Update each of the rows below by replacing "pixel coordinate pair" with "pixel location" wherever it occurs, and leave everything else unchanged.

● **Data in this exercise**:
******************************
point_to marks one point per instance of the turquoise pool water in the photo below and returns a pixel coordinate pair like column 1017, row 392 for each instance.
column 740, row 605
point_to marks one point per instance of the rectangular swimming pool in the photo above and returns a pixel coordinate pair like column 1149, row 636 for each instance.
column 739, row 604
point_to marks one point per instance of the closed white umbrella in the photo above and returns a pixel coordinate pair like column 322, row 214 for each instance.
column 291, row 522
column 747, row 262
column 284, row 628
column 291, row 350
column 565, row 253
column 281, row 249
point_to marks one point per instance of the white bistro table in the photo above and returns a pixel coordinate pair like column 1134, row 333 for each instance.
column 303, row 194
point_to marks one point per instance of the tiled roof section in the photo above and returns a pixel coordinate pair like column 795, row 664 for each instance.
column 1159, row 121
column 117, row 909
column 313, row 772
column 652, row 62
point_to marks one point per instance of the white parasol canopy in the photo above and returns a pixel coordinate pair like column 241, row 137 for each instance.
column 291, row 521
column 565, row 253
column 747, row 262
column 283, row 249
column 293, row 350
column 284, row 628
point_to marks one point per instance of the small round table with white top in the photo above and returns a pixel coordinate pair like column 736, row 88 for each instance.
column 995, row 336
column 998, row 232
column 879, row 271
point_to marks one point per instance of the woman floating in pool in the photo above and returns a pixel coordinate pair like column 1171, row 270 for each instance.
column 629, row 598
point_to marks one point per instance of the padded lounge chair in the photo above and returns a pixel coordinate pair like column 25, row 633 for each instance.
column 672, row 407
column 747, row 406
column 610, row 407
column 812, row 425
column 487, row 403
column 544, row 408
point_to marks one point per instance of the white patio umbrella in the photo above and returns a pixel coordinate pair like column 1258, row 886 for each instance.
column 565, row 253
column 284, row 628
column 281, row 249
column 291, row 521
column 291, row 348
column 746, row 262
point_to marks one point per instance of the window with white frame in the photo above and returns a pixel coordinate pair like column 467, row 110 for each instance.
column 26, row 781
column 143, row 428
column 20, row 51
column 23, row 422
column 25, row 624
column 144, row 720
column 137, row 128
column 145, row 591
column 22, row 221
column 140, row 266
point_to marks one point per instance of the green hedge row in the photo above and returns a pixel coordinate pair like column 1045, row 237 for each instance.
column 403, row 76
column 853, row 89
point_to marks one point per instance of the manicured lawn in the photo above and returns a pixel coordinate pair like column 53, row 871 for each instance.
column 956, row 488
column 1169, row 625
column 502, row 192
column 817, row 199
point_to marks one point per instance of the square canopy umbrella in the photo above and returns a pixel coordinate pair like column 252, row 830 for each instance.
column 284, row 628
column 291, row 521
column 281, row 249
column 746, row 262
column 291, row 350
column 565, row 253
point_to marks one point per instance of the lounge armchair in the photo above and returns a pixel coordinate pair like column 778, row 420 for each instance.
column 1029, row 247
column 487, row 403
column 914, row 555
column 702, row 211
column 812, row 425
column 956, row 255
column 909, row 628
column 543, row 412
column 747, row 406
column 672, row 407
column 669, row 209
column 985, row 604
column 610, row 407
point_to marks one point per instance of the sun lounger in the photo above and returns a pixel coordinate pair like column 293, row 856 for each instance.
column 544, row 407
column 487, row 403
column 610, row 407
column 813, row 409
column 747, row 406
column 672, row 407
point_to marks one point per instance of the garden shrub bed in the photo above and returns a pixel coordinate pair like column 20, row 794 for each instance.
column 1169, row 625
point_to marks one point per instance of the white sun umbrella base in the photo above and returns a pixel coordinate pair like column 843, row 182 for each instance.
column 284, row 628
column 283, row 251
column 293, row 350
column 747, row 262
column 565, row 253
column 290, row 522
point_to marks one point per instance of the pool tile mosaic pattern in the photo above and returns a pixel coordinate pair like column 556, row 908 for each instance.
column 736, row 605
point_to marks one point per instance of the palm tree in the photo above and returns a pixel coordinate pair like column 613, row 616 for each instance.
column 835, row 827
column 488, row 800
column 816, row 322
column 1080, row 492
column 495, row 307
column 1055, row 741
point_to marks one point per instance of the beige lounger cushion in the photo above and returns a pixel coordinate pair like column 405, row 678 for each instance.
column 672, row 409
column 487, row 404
******************************
● **The completed task**:
point_to marks one point per instance of the turquoise pool water in the photo below and returns a pixel location like column 1017, row 392 for each instance.
column 740, row 605
point_to marks one point per instance of the rectangular swimming pool in the photo above and returns a pixel location like column 1149, row 636 for each instance.
column 739, row 604
point_to marks one point per instance of the closed white umbrella in the photo above and returns a pixel location like column 322, row 214 for each instance.
column 291, row 522
column 747, row 262
column 284, row 628
column 291, row 350
column 565, row 253
column 281, row 249
point_to marks one point per instance of the white bistro table in the photo above and returns a pixel location like column 1134, row 333 for each instance.
column 303, row 194
point_to marks one point per instance of the tiled roof section in the photo above and returns a pixel location like column 795, row 664 for each instance.
column 1159, row 121
column 117, row 909
column 313, row 772
column 652, row 62
point_to marks one point per instance of the white parasol canopy in the photo above and returns a pixel location like column 241, row 137 for each instance.
column 291, row 521
column 565, row 253
column 747, row 262
column 283, row 249
column 293, row 350
column 284, row 628
point_to marks one point per instance of the small round table with white top in the photo above and returns a pixel location like column 736, row 88 for each instance.
column 995, row 336
column 998, row 232
column 879, row 271
point_to marks one point per instance of the woman floating in pool in the photo above and returns a pixel location like column 1171, row 270 for each instance.
column 629, row 598
point_to marks one point per instance of the padded lounge chair in the photo above and returns a pixel location like column 25, row 633 for each instance.
column 672, row 407
column 747, row 406
column 610, row 407
column 812, row 425
column 487, row 403
column 544, row 408
point_to marks one point per instance of the white patio umbrella in the photo above and returns a pixel location like column 1258, row 886 for each instance.
column 565, row 253
column 284, row 628
column 281, row 249
column 291, row 521
column 291, row 348
column 746, row 262
point_to marks one point per instance of the window with white frame in the photo above and returns a pixel location like column 467, row 110 for each instance.
column 26, row 781
column 143, row 428
column 20, row 51
column 23, row 422
column 25, row 624
column 144, row 720
column 137, row 128
column 145, row 591
column 22, row 221
column 140, row 266
point_to marks one point per instance of the green hedge row in the photo above and returns a pixel location like column 1045, row 237 for each instance.
column 403, row 76
column 853, row 89
point_to marks one point per instance of the manicured lawn in the photo above and returns a pixel location like column 53, row 871 for each instance.
column 956, row 488
column 1169, row 625
column 502, row 192
column 817, row 199
point_to marks one point per instance of the square canopy umbrella in the photo above and returns a pixel location like column 252, row 830 for each instance.
column 284, row 628
column 291, row 521
column 281, row 249
column 746, row 262
column 291, row 350
column 565, row 253
point_to marks one point per instance of the lounge armchair in the photo above and returns a pixel location like column 778, row 420 for each instance.
column 1029, row 247
column 487, row 403
column 914, row 555
column 702, row 211
column 812, row 425
column 956, row 255
column 909, row 628
column 543, row 412
column 747, row 406
column 672, row 407
column 669, row 209
column 985, row 604
column 610, row 407
point_to marks one point per instance of the sun lounger in the photo above and returns a pixel location like column 293, row 856 for each instance.
column 544, row 407
column 487, row 403
column 610, row 407
column 813, row 409
column 747, row 406
column 672, row 407
point_to marks one point per instance of the garden shrub bed in the photo above and returns a pixel location like column 20, row 794 for each instance.
column 1169, row 625
point_to marks one point per instance of the white sun umbrella base in the photo above and returns a pixel location like column 843, row 182 for each instance.
column 284, row 628
column 283, row 251
column 293, row 350
column 747, row 262
column 565, row 253
column 290, row 522
point_to marks one point per instance of the pool tile mosaic pattern in the photo above and returns a pixel location like column 556, row 908 for each instance.
column 736, row 605
point_to marks one point per instance of the palm tree in the photo above and returns a pixel location like column 613, row 616 for each instance.
column 835, row 827
column 488, row 800
column 816, row 322
column 1080, row 492
column 495, row 307
column 1055, row 741
point_to marks one point per instance of the beige lounger cushion in the photo above and returns a pixel location like column 405, row 678 for each instance.
column 672, row 409
column 487, row 404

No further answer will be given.